## Work item
Print each line exactly, beginning with the one where "Expected: a marker on each instance of the dirt mound, one" appears and ending at the last line below.
======== Data
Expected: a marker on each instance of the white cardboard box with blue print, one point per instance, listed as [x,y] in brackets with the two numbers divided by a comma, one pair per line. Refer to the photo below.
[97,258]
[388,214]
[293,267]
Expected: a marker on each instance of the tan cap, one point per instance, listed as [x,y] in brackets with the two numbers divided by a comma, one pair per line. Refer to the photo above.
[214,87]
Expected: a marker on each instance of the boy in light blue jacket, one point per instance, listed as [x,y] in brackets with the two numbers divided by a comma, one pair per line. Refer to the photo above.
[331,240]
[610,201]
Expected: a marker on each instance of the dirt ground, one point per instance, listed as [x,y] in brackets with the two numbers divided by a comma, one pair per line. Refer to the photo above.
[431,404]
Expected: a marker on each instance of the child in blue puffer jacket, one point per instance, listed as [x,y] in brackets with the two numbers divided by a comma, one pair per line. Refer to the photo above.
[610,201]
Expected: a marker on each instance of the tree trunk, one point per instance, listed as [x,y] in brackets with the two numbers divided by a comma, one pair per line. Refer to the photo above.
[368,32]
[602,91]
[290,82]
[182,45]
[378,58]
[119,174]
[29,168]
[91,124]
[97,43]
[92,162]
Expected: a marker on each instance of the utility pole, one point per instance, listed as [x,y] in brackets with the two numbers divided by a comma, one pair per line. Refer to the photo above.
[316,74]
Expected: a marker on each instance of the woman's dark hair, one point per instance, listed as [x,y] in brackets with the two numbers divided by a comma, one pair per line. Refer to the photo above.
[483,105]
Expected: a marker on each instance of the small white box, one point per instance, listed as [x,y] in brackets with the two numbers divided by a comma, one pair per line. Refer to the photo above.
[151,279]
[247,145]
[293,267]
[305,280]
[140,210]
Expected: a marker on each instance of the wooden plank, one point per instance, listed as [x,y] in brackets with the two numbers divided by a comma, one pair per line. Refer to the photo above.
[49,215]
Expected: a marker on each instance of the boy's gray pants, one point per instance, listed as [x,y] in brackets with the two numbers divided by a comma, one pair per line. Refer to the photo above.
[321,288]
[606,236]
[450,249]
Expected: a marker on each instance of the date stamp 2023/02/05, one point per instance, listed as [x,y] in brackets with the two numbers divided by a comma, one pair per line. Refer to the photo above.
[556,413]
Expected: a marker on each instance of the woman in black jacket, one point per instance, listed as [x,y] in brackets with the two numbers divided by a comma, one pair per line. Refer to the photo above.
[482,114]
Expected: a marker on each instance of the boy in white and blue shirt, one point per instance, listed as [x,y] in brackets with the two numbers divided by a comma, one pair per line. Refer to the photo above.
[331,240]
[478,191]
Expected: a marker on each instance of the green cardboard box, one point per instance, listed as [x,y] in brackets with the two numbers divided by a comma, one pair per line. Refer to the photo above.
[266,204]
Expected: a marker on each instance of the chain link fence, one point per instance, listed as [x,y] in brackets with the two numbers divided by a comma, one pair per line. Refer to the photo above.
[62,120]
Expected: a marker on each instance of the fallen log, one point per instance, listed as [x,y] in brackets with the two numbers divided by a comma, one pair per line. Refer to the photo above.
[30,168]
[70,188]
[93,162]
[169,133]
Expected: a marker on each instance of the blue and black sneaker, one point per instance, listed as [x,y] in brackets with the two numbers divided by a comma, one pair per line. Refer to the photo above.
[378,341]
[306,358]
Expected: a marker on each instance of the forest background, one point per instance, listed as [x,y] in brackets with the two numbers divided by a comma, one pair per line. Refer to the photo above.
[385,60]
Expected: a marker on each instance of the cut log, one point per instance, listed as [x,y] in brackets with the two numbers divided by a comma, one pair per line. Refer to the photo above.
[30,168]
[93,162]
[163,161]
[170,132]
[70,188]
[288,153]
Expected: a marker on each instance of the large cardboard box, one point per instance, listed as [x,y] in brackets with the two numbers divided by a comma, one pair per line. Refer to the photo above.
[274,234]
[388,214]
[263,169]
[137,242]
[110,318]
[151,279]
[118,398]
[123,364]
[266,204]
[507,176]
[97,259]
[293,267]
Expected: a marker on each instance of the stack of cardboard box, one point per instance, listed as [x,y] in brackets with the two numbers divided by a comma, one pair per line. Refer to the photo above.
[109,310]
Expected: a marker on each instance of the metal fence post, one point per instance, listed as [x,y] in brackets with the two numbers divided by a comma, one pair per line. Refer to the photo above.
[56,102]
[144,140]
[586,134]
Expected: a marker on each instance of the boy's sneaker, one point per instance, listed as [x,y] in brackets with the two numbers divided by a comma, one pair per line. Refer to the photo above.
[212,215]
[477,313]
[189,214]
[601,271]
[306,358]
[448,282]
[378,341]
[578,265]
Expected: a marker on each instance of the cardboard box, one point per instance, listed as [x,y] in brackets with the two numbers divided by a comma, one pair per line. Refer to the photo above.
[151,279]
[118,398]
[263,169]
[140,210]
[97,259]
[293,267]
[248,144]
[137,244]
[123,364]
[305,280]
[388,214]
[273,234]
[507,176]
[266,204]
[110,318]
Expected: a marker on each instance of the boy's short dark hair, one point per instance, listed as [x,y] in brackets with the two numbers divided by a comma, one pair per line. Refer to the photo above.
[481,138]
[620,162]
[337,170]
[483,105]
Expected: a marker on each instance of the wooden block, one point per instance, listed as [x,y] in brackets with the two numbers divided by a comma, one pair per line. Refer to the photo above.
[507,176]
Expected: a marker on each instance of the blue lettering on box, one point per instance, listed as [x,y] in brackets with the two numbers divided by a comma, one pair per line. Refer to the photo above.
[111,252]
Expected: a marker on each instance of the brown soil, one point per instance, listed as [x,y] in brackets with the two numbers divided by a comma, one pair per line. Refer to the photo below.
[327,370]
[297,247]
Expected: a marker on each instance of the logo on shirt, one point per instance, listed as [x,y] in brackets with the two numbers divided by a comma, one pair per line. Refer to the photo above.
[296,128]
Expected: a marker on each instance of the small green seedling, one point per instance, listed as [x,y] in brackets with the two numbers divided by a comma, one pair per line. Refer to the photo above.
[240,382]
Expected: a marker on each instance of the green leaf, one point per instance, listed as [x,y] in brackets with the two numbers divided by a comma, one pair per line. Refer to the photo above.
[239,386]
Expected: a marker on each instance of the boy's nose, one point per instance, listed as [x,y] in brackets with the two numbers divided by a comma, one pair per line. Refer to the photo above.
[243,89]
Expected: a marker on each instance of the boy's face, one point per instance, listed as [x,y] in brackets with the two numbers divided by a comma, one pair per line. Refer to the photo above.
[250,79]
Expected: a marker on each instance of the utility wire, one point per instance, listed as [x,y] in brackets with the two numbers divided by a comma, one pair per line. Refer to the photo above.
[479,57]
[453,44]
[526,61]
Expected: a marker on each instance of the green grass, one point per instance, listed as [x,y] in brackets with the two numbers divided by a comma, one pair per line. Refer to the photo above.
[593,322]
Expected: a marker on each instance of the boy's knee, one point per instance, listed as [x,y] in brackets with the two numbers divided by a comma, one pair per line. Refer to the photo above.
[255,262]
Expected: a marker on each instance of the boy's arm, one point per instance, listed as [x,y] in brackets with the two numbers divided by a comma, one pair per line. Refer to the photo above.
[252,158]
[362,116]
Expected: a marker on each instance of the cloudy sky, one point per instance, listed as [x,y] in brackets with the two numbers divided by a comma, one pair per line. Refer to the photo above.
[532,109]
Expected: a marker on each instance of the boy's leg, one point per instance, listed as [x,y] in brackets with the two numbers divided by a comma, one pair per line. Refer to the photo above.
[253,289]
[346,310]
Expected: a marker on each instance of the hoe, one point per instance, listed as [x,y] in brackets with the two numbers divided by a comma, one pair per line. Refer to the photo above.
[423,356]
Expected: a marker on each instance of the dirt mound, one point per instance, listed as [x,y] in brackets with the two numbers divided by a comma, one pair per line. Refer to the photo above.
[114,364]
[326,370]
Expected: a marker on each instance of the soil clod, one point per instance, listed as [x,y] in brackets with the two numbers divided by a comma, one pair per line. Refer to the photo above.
================
## Reply to the task
Expected: a marker on each instance of the dirt mound, one point per instance, listed as [x,y] in brackets with the two numbers divided by a comma, one pair per line. Refer to the photo above.
[114,364]
[326,370]
Expected: a marker on each instance of the soil clod, one point per instance, listed as [x,y] in brackets with the two numbers divided by a comma, one pair per line. Refer to the photo above.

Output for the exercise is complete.